------ INPUT FOR THIS TASK
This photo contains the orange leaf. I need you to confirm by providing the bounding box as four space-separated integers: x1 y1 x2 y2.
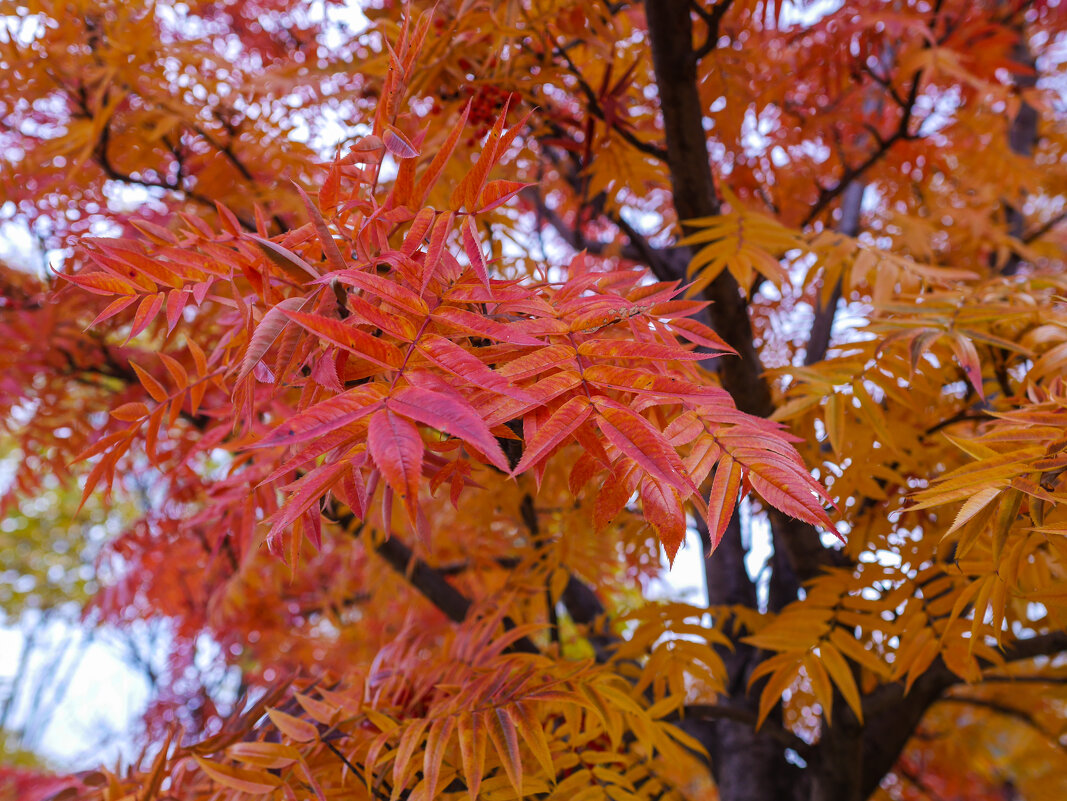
267 709 319 742
193 755 282 796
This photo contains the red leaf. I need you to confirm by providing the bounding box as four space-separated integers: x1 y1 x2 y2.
367 408 425 524
478 180 534 213
245 234 319 278
578 339 707 362
87 294 137 329
248 386 382 448
267 462 348 547
418 334 536 402
388 386 510 472
293 183 348 270
430 306 544 346
461 215 489 289
282 309 403 369
237 298 307 381
745 462 841 539
166 289 189 334
640 478 686 567
400 207 436 256
512 396 592 476
61 272 141 294
707 454 743 550
414 100 471 206
382 124 418 159
419 211 453 292
130 362 169 403
331 270 430 317
593 398 696 495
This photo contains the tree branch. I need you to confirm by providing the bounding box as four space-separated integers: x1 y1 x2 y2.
324 508 541 654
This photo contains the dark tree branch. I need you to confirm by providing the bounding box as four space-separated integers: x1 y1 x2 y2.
803 181 864 366
553 43 667 161
1022 209 1067 244
1001 30 1038 275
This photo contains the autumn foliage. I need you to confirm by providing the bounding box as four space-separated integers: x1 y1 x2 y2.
0 0 1067 801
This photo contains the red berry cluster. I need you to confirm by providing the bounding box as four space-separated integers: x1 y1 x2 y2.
463 84 521 144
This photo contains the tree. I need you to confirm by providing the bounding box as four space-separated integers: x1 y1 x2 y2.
0 0 1067 800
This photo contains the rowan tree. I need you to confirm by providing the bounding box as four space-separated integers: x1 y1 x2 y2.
0 0 1067 801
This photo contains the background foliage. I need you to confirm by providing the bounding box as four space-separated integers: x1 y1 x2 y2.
0 0 1067 801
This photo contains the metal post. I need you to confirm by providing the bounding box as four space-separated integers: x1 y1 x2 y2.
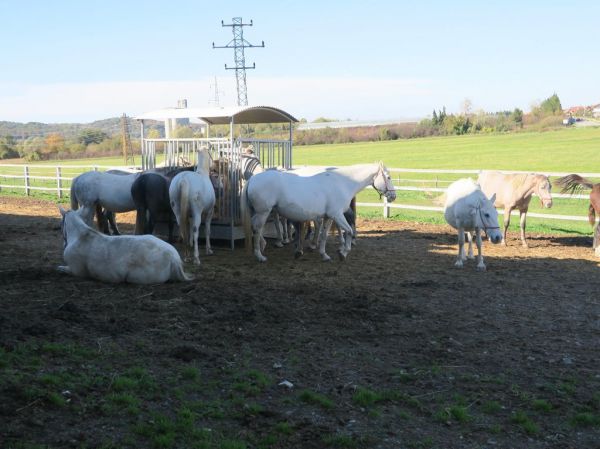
383 196 390 218
24 165 29 196
56 167 62 198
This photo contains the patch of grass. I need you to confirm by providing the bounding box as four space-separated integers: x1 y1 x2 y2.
181 366 200 380
569 412 600 427
46 391 67 407
434 404 473 424
321 434 359 448
103 393 140 415
531 399 553 413
352 387 384 407
275 421 293 435
218 439 248 449
481 401 502 415
510 410 540 435
300 390 333 410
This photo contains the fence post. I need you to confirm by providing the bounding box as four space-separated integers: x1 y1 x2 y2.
56 167 62 198
383 195 390 218
24 165 29 196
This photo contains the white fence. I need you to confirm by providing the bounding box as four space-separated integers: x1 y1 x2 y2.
0 164 600 221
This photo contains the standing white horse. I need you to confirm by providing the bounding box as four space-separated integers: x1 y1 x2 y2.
58 207 193 284
477 171 552 248
71 171 139 232
169 151 216 265
444 178 502 271
241 162 396 262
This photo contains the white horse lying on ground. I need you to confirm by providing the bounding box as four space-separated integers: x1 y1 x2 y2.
444 178 502 271
241 162 396 262
58 207 193 284
169 151 216 265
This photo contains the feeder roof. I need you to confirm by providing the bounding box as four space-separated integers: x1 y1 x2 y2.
135 106 298 125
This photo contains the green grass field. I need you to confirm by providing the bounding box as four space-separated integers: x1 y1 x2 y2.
0 127 600 235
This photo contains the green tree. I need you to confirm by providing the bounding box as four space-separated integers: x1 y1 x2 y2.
510 108 523 128
0 136 19 159
77 128 108 146
540 93 562 116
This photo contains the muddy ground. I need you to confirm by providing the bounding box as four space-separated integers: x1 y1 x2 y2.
0 197 600 449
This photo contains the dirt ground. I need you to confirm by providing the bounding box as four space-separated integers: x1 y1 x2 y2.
0 196 600 449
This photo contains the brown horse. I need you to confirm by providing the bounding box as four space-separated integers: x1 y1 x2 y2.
554 174 600 248
477 171 552 248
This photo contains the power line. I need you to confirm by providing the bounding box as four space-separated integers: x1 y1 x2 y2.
213 17 265 106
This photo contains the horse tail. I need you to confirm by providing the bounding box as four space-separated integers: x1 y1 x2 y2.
179 178 194 246
71 176 79 210
171 254 194 281
131 176 147 235
554 174 594 194
240 182 252 252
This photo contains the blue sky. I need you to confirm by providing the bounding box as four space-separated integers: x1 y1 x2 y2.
0 0 600 122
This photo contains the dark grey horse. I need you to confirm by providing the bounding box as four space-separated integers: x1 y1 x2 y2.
131 166 195 242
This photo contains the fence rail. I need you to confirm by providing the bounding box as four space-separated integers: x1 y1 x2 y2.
0 164 600 221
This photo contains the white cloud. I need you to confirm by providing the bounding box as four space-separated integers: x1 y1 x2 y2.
0 77 434 122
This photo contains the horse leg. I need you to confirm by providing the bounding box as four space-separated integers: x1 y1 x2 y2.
273 212 283 248
308 218 327 251
252 212 269 262
169 211 176 244
79 206 94 227
463 232 475 260
519 209 529 248
502 208 512 246
96 203 110 235
333 213 352 260
294 221 305 259
454 228 465 268
204 207 214 256
190 207 203 265
317 218 333 262
475 228 485 271
106 211 121 235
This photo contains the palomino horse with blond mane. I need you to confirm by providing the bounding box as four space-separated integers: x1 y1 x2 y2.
169 151 216 265
554 174 600 249
241 162 396 262
477 171 552 248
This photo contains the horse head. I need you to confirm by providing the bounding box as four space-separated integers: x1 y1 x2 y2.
535 175 552 209
471 192 502 244
373 162 396 202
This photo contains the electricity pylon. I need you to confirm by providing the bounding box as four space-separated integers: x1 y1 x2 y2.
213 17 265 106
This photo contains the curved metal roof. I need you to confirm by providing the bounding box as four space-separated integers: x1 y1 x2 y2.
135 106 298 125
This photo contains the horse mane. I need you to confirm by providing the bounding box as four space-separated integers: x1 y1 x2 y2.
179 177 190 247
554 174 594 194
510 173 529 190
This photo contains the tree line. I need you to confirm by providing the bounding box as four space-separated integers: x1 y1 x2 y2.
0 94 563 161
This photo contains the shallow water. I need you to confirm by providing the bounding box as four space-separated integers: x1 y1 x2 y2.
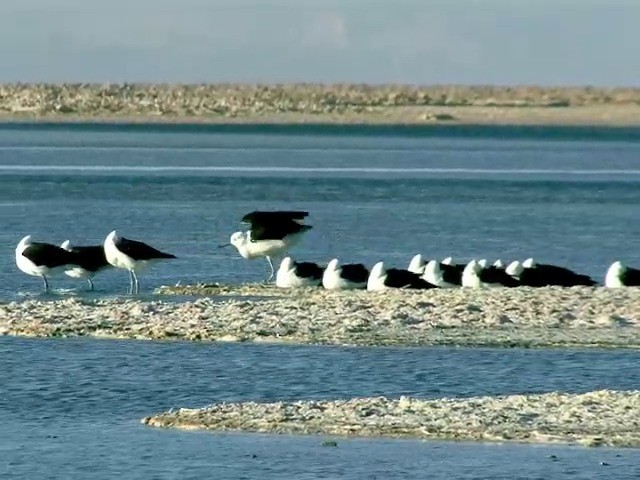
0 125 640 480
0 125 640 299
0 337 640 480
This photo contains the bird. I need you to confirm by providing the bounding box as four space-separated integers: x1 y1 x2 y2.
322 258 369 290
60 240 112 290
407 253 428 275
16 235 79 293
104 230 176 295
440 257 455 265
462 260 520 288
604 261 640 288
493 259 507 270
276 257 324 288
422 260 464 288
218 211 313 282
507 258 597 287
367 262 436 291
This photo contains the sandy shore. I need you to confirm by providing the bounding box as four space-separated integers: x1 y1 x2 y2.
0 84 640 126
0 285 640 348
142 390 640 447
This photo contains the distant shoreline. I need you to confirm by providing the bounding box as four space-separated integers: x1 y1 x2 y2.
0 84 640 127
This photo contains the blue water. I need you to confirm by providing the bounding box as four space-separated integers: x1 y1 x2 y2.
0 125 640 299
0 125 640 480
0 338 640 480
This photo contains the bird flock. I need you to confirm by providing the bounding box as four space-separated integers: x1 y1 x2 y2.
15 211 640 294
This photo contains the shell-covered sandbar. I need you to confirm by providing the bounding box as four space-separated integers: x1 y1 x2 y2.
142 390 640 447
0 83 640 126
0 284 640 348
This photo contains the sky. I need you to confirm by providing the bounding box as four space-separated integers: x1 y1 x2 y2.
0 0 640 86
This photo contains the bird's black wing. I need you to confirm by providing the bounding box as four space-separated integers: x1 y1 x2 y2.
71 245 110 272
340 263 369 283
387 268 436 289
440 263 465 285
242 210 309 228
296 262 323 280
480 265 521 287
251 220 312 242
22 242 77 268
116 237 176 260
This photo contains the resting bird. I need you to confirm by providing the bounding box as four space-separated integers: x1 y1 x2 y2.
60 240 112 290
16 235 79 292
219 211 312 281
104 230 176 295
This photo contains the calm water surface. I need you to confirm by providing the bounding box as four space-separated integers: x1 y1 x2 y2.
0 123 640 299
0 338 640 479
0 126 640 480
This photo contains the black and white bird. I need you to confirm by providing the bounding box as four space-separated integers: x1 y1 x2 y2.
422 260 465 288
493 259 507 270
367 262 436 291
407 253 429 275
462 260 520 288
60 240 111 290
322 258 369 290
276 257 324 288
219 211 312 281
507 258 597 287
16 235 78 292
104 230 176 295
604 261 640 288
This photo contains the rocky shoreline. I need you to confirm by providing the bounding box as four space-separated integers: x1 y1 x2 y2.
142 390 640 447
0 284 640 348
0 83 640 125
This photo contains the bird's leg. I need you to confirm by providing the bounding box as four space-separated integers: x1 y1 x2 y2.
267 257 276 282
132 270 140 295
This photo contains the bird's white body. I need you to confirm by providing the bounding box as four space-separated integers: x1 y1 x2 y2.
16 235 47 277
462 260 501 288
505 260 524 278
367 262 389 292
60 240 90 278
422 260 458 288
604 261 625 288
322 258 367 290
407 253 426 275
229 231 302 260
276 257 320 288
104 230 157 272
16 235 69 277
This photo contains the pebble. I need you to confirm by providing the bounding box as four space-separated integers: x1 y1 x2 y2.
0 284 640 348
141 390 640 448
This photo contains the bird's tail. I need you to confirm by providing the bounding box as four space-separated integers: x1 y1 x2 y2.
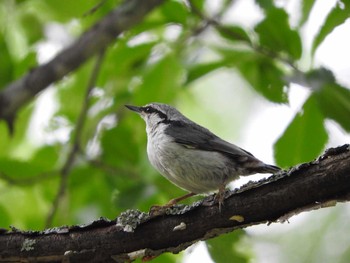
242 160 281 175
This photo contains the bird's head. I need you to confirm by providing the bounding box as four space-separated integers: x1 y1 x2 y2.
125 103 186 131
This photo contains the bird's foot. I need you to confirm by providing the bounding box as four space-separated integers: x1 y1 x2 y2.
149 193 196 217
214 185 226 212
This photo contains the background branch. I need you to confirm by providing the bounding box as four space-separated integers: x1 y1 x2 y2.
0 145 350 262
0 0 163 132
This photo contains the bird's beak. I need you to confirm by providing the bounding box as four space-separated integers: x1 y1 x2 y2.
125 105 142 113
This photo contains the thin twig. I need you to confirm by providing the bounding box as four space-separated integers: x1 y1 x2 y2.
46 50 105 227
83 0 107 17
188 0 299 72
0 171 60 186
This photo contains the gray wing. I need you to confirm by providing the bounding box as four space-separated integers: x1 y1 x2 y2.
165 121 256 162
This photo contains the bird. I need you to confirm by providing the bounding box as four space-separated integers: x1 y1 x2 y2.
125 102 280 210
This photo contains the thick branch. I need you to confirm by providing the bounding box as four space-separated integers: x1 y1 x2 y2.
0 0 164 132
0 145 350 262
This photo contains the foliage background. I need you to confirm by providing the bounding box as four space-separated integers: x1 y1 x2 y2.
0 0 350 262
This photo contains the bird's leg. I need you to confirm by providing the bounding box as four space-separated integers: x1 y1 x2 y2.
150 193 196 216
215 184 226 211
------------
Repeat the material from the line with "This photo contains the bird's foot." through its end, replacing "thin twig" with "slender twig" and leaving everything else unchanged.

This photo contains the bird's foot. I need you to confirm by providing the bounding box as four space-separated integers: x1 y1 x2 y2.
149 193 196 217
214 185 226 212
This photo contains the background branch. I need you to confirm by providing the bounding box as four space-separated integers: x1 y1 x2 y2.
0 145 350 262
0 0 163 132
This photo contains the bird's beak. I need you to confirm by providing the bounding box as four space-separated integers: x1 y1 x2 y2.
125 105 142 113
This photo contains the slender twig. I need you to confirm by providing the bounding box as four space-separated integers: x1 y1 x2 y2.
46 50 105 227
83 0 107 17
188 0 299 72
0 171 60 186
This photo contains the gray wing. I need you to confirm by providing the bounding box as four space-separated integers: x1 y1 x2 y2.
165 121 256 162
This photo contains the bird. I need you to confirm by providing the bounding box as four space-separated integers: x1 y1 x2 y2.
125 102 280 210
This photo contains the thick branch. I need you to confirm by providing the bounding box as four space-separated integers: x1 y1 x2 y2.
0 0 164 132
0 145 350 262
This photo contains the foliage background. I need you to confirm by providing the bounding box as four space-separated integers: x1 y1 x2 y2.
0 0 350 262
This photo contains the bird's leg. I need you to confirm by providing the bounding box as four space-separated integers: x1 y1 x2 y2.
150 193 196 216
215 184 226 211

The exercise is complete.